Required work: Could you give the rows from the line containing "Each instance receives a single keypoint. Tag the bowl" through the end of the rows as a JSON list of strings, one string per line, with blank lines and the pictures left out?

Image object location entries:

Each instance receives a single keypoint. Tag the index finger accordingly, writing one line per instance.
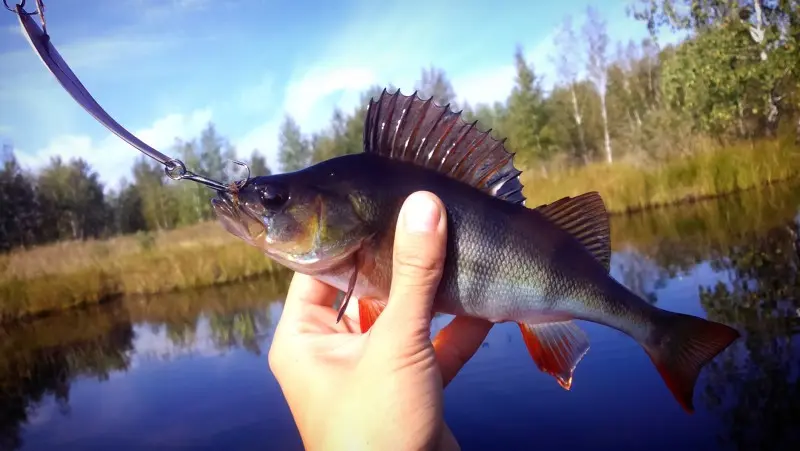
(306, 290)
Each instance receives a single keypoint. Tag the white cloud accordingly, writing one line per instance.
(256, 98)
(304, 95)
(113, 158)
(14, 29)
(264, 137)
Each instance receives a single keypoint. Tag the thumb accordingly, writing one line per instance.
(418, 260)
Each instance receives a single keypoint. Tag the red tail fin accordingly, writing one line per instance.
(680, 346)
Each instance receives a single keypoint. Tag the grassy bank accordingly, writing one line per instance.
(65, 275)
(626, 187)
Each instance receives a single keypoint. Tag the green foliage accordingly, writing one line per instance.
(526, 113)
(294, 150)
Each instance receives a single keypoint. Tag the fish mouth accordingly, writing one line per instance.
(237, 219)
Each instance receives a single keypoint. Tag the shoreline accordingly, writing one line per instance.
(693, 199)
(47, 279)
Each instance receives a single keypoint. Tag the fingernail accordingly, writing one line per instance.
(420, 214)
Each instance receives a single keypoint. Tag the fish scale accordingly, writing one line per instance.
(541, 268)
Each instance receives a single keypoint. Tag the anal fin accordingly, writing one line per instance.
(556, 347)
(368, 312)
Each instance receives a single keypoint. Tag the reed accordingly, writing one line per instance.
(626, 187)
(65, 275)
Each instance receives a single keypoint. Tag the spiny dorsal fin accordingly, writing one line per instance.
(584, 217)
(408, 128)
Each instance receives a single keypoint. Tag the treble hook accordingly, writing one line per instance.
(20, 9)
(40, 40)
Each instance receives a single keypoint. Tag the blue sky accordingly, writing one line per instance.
(164, 68)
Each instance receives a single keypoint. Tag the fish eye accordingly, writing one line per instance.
(272, 197)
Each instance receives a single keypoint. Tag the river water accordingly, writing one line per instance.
(189, 371)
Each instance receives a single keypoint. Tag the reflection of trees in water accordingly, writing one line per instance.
(641, 274)
(41, 358)
(34, 366)
(754, 386)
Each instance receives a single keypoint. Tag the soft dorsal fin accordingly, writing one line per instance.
(408, 128)
(584, 217)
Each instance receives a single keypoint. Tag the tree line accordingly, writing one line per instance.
(736, 76)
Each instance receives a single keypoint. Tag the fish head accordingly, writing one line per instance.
(307, 228)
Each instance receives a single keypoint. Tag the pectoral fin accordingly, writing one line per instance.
(350, 287)
(556, 347)
(368, 312)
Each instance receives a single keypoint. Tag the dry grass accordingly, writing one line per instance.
(64, 275)
(626, 187)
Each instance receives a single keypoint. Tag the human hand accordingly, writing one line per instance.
(382, 389)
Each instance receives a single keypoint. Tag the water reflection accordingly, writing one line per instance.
(752, 242)
(735, 260)
(42, 358)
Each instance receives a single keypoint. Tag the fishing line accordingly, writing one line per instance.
(40, 41)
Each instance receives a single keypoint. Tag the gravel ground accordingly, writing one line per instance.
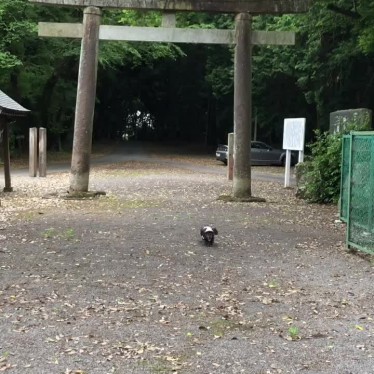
(123, 284)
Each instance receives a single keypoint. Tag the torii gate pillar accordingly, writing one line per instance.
(242, 106)
(85, 104)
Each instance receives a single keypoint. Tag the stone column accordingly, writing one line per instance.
(6, 155)
(85, 104)
(242, 107)
(42, 152)
(33, 151)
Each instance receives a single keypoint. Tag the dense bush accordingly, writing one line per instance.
(319, 176)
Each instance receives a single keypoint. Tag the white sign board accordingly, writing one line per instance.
(294, 134)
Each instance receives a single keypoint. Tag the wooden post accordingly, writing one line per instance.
(42, 152)
(85, 104)
(242, 107)
(6, 155)
(230, 158)
(33, 151)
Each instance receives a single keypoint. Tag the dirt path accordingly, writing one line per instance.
(123, 283)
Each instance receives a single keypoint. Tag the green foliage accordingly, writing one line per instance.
(322, 172)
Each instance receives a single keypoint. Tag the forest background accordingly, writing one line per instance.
(169, 92)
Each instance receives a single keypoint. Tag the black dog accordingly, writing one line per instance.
(207, 234)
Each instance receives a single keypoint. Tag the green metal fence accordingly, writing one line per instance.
(357, 195)
(344, 184)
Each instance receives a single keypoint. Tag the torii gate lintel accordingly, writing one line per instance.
(242, 37)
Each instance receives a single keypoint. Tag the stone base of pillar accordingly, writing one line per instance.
(233, 199)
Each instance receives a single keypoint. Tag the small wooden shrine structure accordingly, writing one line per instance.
(8, 109)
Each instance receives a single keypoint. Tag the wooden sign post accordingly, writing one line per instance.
(243, 37)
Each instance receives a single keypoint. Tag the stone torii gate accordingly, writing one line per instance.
(242, 37)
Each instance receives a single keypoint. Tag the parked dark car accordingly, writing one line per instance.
(261, 154)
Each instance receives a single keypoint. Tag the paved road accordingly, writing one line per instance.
(143, 153)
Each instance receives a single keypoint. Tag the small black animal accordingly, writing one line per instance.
(207, 234)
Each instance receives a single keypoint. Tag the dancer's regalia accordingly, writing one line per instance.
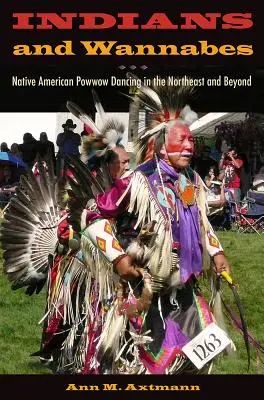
(157, 218)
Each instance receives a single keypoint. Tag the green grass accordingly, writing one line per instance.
(19, 314)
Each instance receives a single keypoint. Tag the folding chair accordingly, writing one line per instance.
(250, 216)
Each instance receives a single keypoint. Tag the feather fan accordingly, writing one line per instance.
(29, 229)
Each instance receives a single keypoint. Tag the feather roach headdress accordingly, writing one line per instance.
(29, 229)
(163, 106)
(102, 137)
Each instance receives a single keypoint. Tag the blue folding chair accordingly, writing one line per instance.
(253, 219)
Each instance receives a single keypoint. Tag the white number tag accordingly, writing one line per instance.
(205, 346)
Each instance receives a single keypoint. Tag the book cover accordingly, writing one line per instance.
(57, 52)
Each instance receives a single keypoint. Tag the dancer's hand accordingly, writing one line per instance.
(126, 270)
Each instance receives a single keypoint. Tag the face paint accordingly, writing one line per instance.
(179, 141)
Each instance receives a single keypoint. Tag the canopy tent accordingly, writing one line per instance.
(205, 126)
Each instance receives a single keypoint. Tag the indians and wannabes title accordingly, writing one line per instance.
(156, 22)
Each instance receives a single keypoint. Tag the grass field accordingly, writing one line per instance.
(20, 332)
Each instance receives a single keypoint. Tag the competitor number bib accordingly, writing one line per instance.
(205, 346)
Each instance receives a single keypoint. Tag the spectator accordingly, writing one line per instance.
(46, 148)
(68, 143)
(202, 163)
(29, 149)
(258, 182)
(211, 177)
(7, 185)
(4, 147)
(231, 166)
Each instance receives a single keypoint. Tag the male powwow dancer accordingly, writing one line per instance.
(128, 294)
(158, 244)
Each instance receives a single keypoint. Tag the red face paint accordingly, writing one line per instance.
(179, 140)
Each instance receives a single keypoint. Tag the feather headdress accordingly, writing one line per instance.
(29, 229)
(163, 105)
(104, 136)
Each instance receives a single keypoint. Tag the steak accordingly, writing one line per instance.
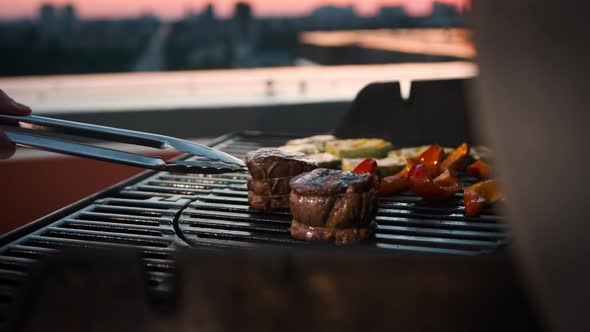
(272, 163)
(271, 171)
(332, 205)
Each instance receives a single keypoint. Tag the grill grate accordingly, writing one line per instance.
(213, 212)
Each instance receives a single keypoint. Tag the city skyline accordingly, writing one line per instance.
(174, 9)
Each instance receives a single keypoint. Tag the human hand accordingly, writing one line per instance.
(11, 107)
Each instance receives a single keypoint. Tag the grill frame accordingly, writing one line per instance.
(33, 226)
(154, 230)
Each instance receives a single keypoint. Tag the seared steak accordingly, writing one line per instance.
(332, 205)
(271, 171)
(272, 163)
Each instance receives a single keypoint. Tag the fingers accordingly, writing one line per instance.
(7, 147)
(11, 107)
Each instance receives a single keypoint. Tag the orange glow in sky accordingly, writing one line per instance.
(171, 9)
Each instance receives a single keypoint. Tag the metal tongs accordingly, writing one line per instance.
(30, 126)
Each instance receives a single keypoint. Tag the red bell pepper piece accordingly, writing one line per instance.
(442, 187)
(455, 159)
(431, 159)
(480, 170)
(398, 182)
(368, 166)
(479, 195)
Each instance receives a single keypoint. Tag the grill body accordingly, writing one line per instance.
(157, 213)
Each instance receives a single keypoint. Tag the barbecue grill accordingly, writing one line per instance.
(160, 212)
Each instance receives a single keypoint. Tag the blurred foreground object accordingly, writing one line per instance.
(531, 99)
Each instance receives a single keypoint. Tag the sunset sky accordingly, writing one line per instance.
(171, 9)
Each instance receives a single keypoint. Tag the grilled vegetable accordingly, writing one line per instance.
(385, 166)
(479, 195)
(480, 170)
(398, 182)
(422, 183)
(455, 159)
(431, 159)
(368, 166)
(359, 148)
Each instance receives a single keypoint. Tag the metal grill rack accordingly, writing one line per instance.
(159, 211)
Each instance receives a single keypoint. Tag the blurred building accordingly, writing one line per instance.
(49, 26)
(244, 36)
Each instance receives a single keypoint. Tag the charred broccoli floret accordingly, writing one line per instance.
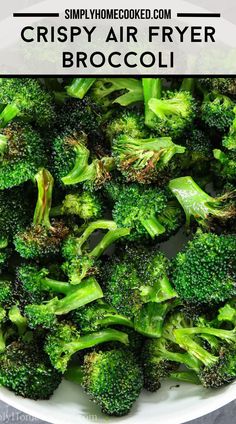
(25, 98)
(124, 91)
(204, 272)
(144, 160)
(136, 284)
(147, 211)
(169, 113)
(128, 123)
(22, 154)
(112, 379)
(198, 204)
(217, 111)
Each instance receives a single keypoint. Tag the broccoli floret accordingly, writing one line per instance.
(183, 344)
(112, 379)
(42, 238)
(223, 85)
(98, 315)
(7, 292)
(45, 313)
(80, 262)
(86, 205)
(27, 99)
(79, 116)
(229, 140)
(221, 373)
(144, 160)
(65, 340)
(217, 111)
(160, 358)
(5, 252)
(129, 123)
(168, 114)
(27, 371)
(124, 91)
(137, 286)
(22, 154)
(204, 272)
(71, 160)
(215, 369)
(198, 204)
(225, 165)
(142, 209)
(79, 87)
(198, 152)
(14, 211)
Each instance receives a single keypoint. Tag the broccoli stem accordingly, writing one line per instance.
(8, 113)
(133, 86)
(3, 144)
(55, 286)
(107, 240)
(185, 376)
(187, 84)
(79, 87)
(93, 226)
(161, 108)
(153, 226)
(185, 340)
(75, 374)
(194, 200)
(87, 291)
(2, 338)
(19, 320)
(152, 88)
(42, 211)
(115, 319)
(81, 164)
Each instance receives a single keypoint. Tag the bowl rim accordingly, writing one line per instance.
(184, 416)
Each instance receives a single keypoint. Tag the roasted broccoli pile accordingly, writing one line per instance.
(117, 235)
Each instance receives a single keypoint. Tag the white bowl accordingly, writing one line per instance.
(170, 405)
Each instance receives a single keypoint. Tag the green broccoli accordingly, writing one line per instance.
(225, 165)
(85, 205)
(65, 340)
(67, 297)
(14, 211)
(26, 370)
(217, 111)
(79, 87)
(204, 272)
(79, 116)
(144, 160)
(71, 162)
(25, 98)
(198, 204)
(136, 284)
(42, 238)
(22, 154)
(169, 113)
(124, 91)
(147, 211)
(128, 123)
(112, 379)
(223, 85)
(98, 315)
(4, 253)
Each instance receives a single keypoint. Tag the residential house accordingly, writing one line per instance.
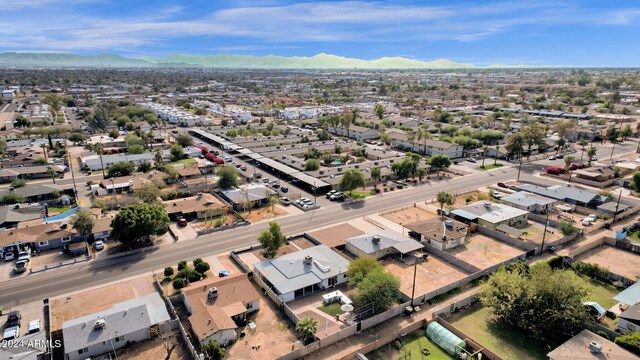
(532, 203)
(303, 272)
(400, 139)
(216, 317)
(382, 244)
(125, 323)
(12, 215)
(40, 237)
(491, 215)
(441, 233)
(200, 206)
(257, 194)
(568, 194)
(590, 346)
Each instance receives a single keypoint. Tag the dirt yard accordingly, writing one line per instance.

The solution:
[
  "Each instance receives a single keypoint. Tag the bowl rim accordingly, writing one line per instance.",
  "(184, 416)",
  "Each instance receives a single keypoint. Tag the roasted broccoli pile accordingly, writing one line per instance.",
  "(117, 235)",
  "Each instance receives a single keypoint. Tag the white bowl accordingly, writing one line per instance.",
  "(170, 405)",
  "Each instance receives a single keypoint. Tag the green broccoli accordingly, writing one line per instance.",
  "(225, 165)",
  "(85, 205)",
  "(65, 340)",
  "(67, 297)",
  "(14, 211)",
  "(26, 370)",
  "(217, 111)",
  "(79, 87)",
  "(204, 272)",
  "(79, 116)",
  "(144, 160)",
  "(71, 162)",
  "(25, 98)",
  "(198, 204)",
  "(136, 284)",
  "(42, 238)",
  "(22, 154)",
  "(169, 113)",
  "(124, 91)",
  "(147, 211)",
  "(128, 123)",
  "(112, 379)",
  "(223, 85)",
  "(98, 315)",
  "(4, 253)",
  "Each instance receives a single keypoint. Tag the residential house accordingly, writing one line per instance.",
  "(532, 203)",
  "(303, 272)",
  "(400, 139)",
  "(216, 317)",
  "(382, 244)",
  "(125, 323)",
  "(12, 215)",
  "(40, 237)",
  "(491, 215)",
  "(441, 233)",
  "(200, 206)",
  "(257, 194)",
  "(568, 194)",
  "(590, 346)",
  "Each instance receives a single keypoint. Tag the dirt yard accordingly, writing one line per instance."
]